Passage for review:
━━━━━━━━━━━━━━━━━━━━━━━━━━━━━━
Disney’s Mufasa, the latest installment in its enduringly popular Lion King franchise, is headed to streaming.

The new movie is both a sequel and a prequel to 2019’s The Lion King, a “live-action” remake of the venerable 1994 cartoon. The 2019 Lion King, directed by Jon Favreau, retold much the same story as the first film, but with photorealistic animals in the place of hand-drawn characters.

Mufasa, directed by Moonlight’s Barry Jenkins, features a frame story set after the events of The Lion King, in which Simba’s daughter (voiced by Blue Ivy Carter) learns the story of her grandfather Mufasa, and how he came to be the ruler of the Pride Lands.

The young versions of Mufasa and Scar are voiced in Mufasa by Aaron Pierre and Kelvin Harrison Jr. The frame story features Donald Glover, John Kani, Seth Rogen, Billy Eichner, and Beyonce, all reprising their roles from The Lion King as Simba, Rafiki, Pumbaa, Timon, and Nala, respectively. (Don’t go in expecting much from Beyonce, though; she barely has a handful of lines in this one.)

Mufasa: The Lion King

Disney

READ MORE: The Worst Disney Sequels Ever

Although Mufasa only received so-so reviews (it’s currently rated “rotten” on Rotten Tomatoes with a score of 57 percent), and opened in theaters with an underwhelming $35 million opening weekend gross, it stuck around in multiplexes long enough to become a hit. It ultimately earned $712 million worldwide, a respectable number for a prequel — although that’s still less than half of the $1.66 billion 2019’s Lion King made.

I thought Mufasa was a marginal improvement over the first live-action Lion King movie. But the fundamental issue with that film still persists here. As I wrote in my review here at ScreenCrush…

This fictional universe was designed to be inhabited by hand-drawn, highly stylized Disney characters with exaggerated emotions and gestures. When you populate it with quasi-realistic animals, they can’t do anything too obviously anthropomorphic, the way Disney animated heroes so often can and do in their classic films, lest you break the illusion. Instead, the characters in Mufasa just walk around constantly, and Jenkins’ camera swoops and circles around them in this perpetual state of manic motion.

Still if you missed Mufasa in theaters but were curious to check it out, streaming is probably the way to go, especially if you already have a Disney+ subscription. The movie is set to premiere on Disney+ on March 26.
━━━━━━━━━━━━━━━━━━━━━━━━━━━━━━
Records:
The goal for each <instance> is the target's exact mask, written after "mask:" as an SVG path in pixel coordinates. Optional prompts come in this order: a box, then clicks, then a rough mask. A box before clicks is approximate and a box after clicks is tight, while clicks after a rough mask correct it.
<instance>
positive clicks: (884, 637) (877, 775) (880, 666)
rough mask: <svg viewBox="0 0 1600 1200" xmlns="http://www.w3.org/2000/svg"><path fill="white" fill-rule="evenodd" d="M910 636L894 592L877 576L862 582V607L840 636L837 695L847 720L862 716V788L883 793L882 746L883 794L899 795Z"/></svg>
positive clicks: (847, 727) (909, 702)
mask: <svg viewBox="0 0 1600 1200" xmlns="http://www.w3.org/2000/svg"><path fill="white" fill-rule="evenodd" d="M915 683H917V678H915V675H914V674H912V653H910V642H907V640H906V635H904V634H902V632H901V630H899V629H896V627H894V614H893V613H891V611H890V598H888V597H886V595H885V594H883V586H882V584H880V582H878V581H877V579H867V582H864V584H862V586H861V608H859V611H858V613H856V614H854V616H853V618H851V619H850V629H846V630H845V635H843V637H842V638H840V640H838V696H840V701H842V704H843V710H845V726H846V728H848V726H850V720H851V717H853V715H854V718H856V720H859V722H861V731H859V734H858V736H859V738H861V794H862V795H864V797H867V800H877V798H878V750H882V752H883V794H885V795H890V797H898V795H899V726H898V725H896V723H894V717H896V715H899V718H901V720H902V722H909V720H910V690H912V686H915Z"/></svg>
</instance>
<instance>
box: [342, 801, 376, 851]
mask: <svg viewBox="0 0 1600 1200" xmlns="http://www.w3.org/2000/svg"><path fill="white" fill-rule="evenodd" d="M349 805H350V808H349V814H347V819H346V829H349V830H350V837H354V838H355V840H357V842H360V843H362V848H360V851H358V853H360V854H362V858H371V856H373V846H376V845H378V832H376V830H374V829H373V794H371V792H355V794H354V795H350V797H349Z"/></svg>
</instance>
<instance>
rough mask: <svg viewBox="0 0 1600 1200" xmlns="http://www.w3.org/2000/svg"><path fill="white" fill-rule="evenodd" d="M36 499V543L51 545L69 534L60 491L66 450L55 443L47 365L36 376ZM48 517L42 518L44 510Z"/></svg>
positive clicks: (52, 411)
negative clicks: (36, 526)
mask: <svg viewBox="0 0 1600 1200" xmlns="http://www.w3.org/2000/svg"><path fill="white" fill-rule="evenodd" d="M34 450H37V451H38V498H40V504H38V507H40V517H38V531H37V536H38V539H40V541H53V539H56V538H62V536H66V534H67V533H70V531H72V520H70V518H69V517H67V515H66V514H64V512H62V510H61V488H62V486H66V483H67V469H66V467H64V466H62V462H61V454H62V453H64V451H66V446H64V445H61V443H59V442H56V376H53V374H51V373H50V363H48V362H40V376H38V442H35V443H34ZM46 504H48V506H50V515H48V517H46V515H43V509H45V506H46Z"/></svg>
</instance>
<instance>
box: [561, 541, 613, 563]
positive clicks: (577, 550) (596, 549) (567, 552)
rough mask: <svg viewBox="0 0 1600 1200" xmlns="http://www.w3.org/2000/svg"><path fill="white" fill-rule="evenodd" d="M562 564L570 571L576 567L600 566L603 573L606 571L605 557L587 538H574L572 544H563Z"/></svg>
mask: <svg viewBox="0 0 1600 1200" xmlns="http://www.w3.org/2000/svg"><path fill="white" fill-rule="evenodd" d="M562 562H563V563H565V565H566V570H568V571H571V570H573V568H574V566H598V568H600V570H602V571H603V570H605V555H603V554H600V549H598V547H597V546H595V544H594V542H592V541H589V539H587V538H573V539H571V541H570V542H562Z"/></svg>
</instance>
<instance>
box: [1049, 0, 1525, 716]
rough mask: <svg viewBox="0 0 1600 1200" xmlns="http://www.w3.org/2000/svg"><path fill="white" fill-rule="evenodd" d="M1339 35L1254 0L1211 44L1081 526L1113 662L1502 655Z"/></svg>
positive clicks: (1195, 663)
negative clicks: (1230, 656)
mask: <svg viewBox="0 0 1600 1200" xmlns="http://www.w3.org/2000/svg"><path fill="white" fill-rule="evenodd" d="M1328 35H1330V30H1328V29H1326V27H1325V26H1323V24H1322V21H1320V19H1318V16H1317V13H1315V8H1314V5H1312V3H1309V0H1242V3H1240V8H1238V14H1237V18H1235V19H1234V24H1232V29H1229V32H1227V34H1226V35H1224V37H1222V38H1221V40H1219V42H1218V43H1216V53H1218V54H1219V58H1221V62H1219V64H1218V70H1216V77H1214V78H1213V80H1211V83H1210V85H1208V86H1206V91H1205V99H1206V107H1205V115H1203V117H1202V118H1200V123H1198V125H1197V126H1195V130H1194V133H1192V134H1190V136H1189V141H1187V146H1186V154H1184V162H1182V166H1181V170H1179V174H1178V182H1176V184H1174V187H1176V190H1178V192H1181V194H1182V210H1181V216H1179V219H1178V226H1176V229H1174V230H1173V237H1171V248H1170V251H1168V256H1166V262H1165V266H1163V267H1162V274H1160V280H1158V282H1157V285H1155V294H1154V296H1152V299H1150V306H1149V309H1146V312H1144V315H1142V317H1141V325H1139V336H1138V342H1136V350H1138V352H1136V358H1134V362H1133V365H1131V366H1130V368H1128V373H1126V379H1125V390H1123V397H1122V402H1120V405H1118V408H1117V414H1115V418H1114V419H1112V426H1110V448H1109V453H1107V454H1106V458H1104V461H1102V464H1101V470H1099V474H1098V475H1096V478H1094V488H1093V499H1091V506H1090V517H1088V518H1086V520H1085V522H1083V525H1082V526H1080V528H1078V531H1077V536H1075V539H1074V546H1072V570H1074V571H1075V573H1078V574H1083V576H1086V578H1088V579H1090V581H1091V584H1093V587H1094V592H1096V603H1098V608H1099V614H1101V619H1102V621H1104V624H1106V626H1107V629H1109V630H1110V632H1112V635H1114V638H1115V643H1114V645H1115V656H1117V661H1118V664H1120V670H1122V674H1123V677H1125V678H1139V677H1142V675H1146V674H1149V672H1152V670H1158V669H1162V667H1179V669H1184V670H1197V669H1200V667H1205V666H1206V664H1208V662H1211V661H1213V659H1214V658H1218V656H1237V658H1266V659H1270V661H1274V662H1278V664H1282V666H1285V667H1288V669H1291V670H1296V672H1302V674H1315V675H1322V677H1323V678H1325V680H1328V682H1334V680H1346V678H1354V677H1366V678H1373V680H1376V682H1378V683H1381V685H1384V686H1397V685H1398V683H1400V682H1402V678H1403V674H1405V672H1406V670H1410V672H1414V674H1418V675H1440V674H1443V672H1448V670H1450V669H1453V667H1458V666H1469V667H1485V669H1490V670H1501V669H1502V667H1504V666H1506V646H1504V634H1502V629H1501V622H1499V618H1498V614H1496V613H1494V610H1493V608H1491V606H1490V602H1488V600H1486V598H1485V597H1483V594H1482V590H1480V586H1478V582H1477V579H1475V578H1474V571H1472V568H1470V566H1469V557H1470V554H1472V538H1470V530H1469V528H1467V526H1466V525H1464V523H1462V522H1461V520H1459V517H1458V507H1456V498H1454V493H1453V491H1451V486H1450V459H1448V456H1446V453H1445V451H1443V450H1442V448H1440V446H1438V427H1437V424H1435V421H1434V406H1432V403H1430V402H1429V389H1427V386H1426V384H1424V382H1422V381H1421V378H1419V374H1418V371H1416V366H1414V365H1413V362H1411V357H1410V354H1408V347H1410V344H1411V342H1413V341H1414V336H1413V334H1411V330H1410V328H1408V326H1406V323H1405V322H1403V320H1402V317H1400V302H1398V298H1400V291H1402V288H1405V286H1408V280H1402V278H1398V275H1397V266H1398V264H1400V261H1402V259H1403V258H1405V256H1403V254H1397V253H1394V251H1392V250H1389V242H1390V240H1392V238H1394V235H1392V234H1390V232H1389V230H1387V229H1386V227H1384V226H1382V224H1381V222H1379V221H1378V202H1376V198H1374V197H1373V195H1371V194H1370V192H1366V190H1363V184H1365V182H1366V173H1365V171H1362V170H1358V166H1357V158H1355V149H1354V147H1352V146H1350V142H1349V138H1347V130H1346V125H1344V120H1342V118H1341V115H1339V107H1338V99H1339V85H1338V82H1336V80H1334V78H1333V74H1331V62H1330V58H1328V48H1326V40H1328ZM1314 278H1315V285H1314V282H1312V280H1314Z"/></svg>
━━━━━━━━━━━━━━━━━━━━━━━━━━━━━━
To do:
#1 In the Mufasa article, turn the paragraph beginning "Although Mufasa only received so-so reviews" into a short bulleted list that keeps its main facts.
#2 From the Mufasa article, reproduce word for word the part that opens with the words containing "The new movie" and closes with "of hand-drawn characters.".
#3 List every dollar amount given in the Mufasa article.

Answers provided:
#1
- Mufasa got mixed reviews, with a "rotten" 57 percent score on Rotten Tomatoes.
- It had a weak $35 million opening weekend in theaters.
- It stayed in theaters long enough to become a hit, earning $712 million worldwide.
- That is a respectable total for a prequel but less than half of the $1.66 billion that 2019's Lion King made.

#2
The new movie is both a sequel and a prequel to 2019’s The Lion King, a “live-action” remake of the venerable 1994 cartoon. The 2019 Lion King, directed by Jon Favreau, retold much the same story as the first film, but with photorealistic animals in the place of hand-drawn characters.

#3
- $35 million
- $712 million
- $1.66 billion